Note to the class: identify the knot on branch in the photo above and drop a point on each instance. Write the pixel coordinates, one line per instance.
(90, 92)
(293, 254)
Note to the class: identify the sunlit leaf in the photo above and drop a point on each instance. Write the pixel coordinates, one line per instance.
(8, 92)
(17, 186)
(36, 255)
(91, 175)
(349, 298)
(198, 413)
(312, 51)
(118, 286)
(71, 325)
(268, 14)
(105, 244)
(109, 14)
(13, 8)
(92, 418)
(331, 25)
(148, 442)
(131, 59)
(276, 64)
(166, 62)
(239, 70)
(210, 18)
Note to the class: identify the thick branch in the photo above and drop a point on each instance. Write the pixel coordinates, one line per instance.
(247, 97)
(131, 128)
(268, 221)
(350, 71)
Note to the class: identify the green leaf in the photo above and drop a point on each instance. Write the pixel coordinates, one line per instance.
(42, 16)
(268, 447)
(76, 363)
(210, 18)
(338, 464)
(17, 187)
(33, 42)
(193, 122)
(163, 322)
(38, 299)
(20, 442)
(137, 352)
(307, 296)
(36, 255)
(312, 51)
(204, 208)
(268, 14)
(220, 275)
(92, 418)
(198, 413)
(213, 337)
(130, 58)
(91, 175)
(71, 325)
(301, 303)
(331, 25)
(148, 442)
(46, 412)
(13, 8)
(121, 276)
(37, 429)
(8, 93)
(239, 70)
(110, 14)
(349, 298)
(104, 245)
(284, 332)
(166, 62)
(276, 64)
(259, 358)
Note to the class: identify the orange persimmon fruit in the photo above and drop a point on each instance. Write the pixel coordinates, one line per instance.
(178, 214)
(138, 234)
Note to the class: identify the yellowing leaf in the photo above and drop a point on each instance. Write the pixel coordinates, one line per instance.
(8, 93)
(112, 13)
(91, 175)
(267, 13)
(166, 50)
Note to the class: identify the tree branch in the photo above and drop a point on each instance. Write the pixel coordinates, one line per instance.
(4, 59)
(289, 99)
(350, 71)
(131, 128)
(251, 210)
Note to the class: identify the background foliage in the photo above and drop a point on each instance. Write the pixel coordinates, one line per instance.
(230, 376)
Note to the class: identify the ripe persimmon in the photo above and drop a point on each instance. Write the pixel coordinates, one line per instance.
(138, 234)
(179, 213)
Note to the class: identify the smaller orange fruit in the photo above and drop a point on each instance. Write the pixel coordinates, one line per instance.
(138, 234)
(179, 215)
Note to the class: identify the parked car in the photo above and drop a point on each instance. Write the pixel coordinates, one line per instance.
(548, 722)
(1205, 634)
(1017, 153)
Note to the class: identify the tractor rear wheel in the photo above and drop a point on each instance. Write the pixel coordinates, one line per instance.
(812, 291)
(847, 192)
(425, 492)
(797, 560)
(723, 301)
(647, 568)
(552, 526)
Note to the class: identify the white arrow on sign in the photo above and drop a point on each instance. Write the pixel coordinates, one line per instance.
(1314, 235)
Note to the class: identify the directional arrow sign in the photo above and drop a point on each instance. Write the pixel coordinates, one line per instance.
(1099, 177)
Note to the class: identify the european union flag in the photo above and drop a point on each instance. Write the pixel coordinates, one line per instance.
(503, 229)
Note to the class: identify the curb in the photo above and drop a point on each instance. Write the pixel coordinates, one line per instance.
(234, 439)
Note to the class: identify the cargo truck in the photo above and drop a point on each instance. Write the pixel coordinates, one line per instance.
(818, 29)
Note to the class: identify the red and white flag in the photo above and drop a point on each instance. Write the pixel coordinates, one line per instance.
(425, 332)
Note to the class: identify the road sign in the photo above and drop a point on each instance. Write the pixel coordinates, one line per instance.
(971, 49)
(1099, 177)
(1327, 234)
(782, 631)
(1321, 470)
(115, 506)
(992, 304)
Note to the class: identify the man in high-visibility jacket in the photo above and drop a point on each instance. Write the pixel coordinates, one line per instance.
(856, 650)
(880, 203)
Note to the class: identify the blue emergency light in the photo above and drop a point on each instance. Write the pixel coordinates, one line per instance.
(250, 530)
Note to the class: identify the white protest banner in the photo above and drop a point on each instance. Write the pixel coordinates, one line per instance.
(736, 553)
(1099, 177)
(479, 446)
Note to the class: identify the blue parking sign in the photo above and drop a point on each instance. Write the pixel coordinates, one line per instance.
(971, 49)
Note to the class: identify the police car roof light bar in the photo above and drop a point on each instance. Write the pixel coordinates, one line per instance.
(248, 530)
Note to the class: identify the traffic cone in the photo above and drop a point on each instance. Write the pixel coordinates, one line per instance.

###

• [What is required]: Reproduce all of the material above verbatim, from the first line to the last.

• [Finished task]:
Note to the class: identify the knot on branch in the photo above and drop a point on each instance. Write the pixel coordinates, one line per instance.
(90, 92)
(293, 254)
Note to the class: identify the sunlit leaf in the photo above and drop a point on each instance. Write the pixel coordinates, one line per instance.
(8, 92)
(17, 186)
(36, 255)
(91, 175)
(349, 298)
(198, 413)
(312, 51)
(118, 286)
(71, 325)
(268, 14)
(105, 244)
(109, 14)
(13, 8)
(92, 418)
(331, 25)
(148, 442)
(131, 59)
(276, 64)
(166, 62)
(239, 70)
(210, 18)
Note to the class: identify the thick branch in the photo above and drop a point on each instance. Write the pixel coordinates, one line per instance.
(247, 97)
(131, 128)
(268, 221)
(350, 71)
Note to the class: identify the green leaf in the photo above and drop a point on each instance. Write the pixel coordinates, one line per instance.
(42, 16)
(268, 447)
(76, 363)
(210, 18)
(338, 464)
(17, 187)
(33, 42)
(193, 122)
(163, 322)
(38, 299)
(20, 442)
(137, 352)
(307, 296)
(36, 255)
(312, 51)
(204, 208)
(268, 14)
(220, 275)
(92, 418)
(198, 413)
(213, 337)
(130, 58)
(91, 175)
(71, 325)
(301, 303)
(331, 25)
(148, 442)
(46, 412)
(13, 8)
(121, 276)
(37, 429)
(8, 93)
(239, 70)
(110, 14)
(349, 298)
(104, 245)
(284, 332)
(166, 62)
(276, 64)
(259, 358)
Note to the class: identify the orange persimmon fruit in the photo above and drop a point on each instance. Write the pixel coordinates, one line per instance.
(178, 214)
(138, 234)
Note to the class: identify the yellowing leaf in the photo above and drop a point on each instance. Write the pixel coordinates, one line per instance.
(8, 93)
(112, 13)
(91, 175)
(267, 13)
(166, 50)
Note to the class: identify the tree branch in the photo above and drop a point on each instance. Write the pixel coordinates, one line per instance.
(4, 59)
(289, 99)
(350, 71)
(131, 128)
(251, 210)
Note to the class: identify the background foliage in the photo above and drop a point on each instance. Write the pixel coordinates, one line per instance.
(230, 376)
Note to the class: identify the ripe persimmon in the photo above and drop a point on each instance. Write the pixel coordinates, one line per instance.
(138, 234)
(179, 213)
Note to the class: identify the smaller orange fruit in the photo above and drop a point on each instance. Write the pixel coordinates, one line per instance.
(138, 234)
(179, 215)
Note to the class: identify the parked car in the photo above and drop a point on each instance. Write the pixel coordinates, one line per instance.
(548, 722)
(1205, 634)
(1017, 153)
Note to the class: identify the tractor rear wheel in the photo above and drop a point on each instance. Write the pixel coordinates, one line per instance.
(812, 291)
(847, 192)
(425, 492)
(797, 560)
(723, 301)
(647, 568)
(552, 526)
Note to the class: identify the white arrow on sign in the photo above and drop a point on each instance. Write the pixel coordinates, one line per instance.
(1314, 235)
Note to the class: identify the directional arrow sign in the photo above and drop a point on each instance. Write the pixel coordinates, one line per instance.
(1099, 177)
Note to the class: identify the european union flag in the photo above and drop a point on each instance. Write the pixel coordinates, one line per instance.
(503, 229)
Note to the class: identify the curb in the photo above and drop a point on each instance. Write the pixel coordinates, one line per instance.
(234, 439)
Note to the class: identify the cargo truck in the photo above and drop a point on each instance. Write the pixel coordinates, one line per instance.
(818, 29)
Note to the class: identify the red and white flag in the photo above and drop a point on each instance. Write the pixel coordinates, one line per instance.
(425, 332)
Note to the class: identify the road sign in the photo above and drop a point on each instance. Write the pixel coordinates, one line per instance.
(971, 49)
(1099, 177)
(1327, 234)
(782, 631)
(1321, 470)
(115, 506)
(992, 304)
Note to the class: identify the man in high-visibility jacket in the photo above and drop a point on each instance. Write the pixel coordinates, one line per instance.
(856, 650)
(880, 203)
Note to the class: identify the blue emergency light in the photo above and drop a point on each instance. Write the pixel coordinates, one line per instance.
(250, 530)
Note to the class: identify the white protest banner in the photo above and drop a point on each instance. Write the pixel coordinates, one line per instance.
(736, 553)
(1099, 177)
(479, 446)
Note to the class: identify the blue parking sign in the photo above and drop a point on each instance. Write the pixel coordinates, one line per instance.
(971, 49)
Note to the class: identify the police car roof light bar in the photo above and drop a point on each instance. Write the pixel coordinates, one line per instance.
(248, 530)
Note to the class: identify the traffic cone in the photo above and drop a point on each instance. Write the pixel coordinates, one line per instance.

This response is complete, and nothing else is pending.